[WORK ITEM]: Check every line of the material for the word "instance". Copy those that have it.

[SUPPLIED INFORMATION]:
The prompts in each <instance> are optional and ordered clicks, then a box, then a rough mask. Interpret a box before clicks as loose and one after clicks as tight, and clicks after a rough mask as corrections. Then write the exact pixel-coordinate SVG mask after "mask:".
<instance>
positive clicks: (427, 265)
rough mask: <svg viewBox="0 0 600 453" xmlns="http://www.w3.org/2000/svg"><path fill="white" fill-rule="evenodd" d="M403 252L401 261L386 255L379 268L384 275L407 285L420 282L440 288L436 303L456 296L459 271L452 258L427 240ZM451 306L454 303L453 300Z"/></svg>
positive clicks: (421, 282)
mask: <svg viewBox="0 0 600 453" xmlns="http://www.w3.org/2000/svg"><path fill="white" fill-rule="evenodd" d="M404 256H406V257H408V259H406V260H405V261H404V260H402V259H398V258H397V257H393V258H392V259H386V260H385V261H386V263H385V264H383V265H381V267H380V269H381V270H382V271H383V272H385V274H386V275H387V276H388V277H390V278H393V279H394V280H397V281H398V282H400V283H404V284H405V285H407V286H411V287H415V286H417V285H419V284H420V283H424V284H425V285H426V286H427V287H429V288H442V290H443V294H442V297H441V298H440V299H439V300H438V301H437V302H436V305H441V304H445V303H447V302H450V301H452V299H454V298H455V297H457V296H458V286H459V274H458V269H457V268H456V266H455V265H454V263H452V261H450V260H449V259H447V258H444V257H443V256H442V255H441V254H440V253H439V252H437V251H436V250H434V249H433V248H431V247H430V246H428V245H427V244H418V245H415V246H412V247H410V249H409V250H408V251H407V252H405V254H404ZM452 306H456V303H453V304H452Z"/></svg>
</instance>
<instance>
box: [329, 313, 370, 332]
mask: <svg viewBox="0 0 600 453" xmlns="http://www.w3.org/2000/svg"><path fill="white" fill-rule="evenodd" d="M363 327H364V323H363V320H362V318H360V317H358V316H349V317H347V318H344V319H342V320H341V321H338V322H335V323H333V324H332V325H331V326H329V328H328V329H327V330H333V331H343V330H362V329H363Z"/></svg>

[ANSWER TO THIS PROBLEM]:
The prompts in each <instance> are optional and ordered clicks, then a box, then a rough mask. Interpret a box before clicks as loose and one after clicks as tight, and clicks after a rough mask as corrections. Then write the exact pixel-coordinate SVG mask after "mask:".
<instance>
</instance>
<instance>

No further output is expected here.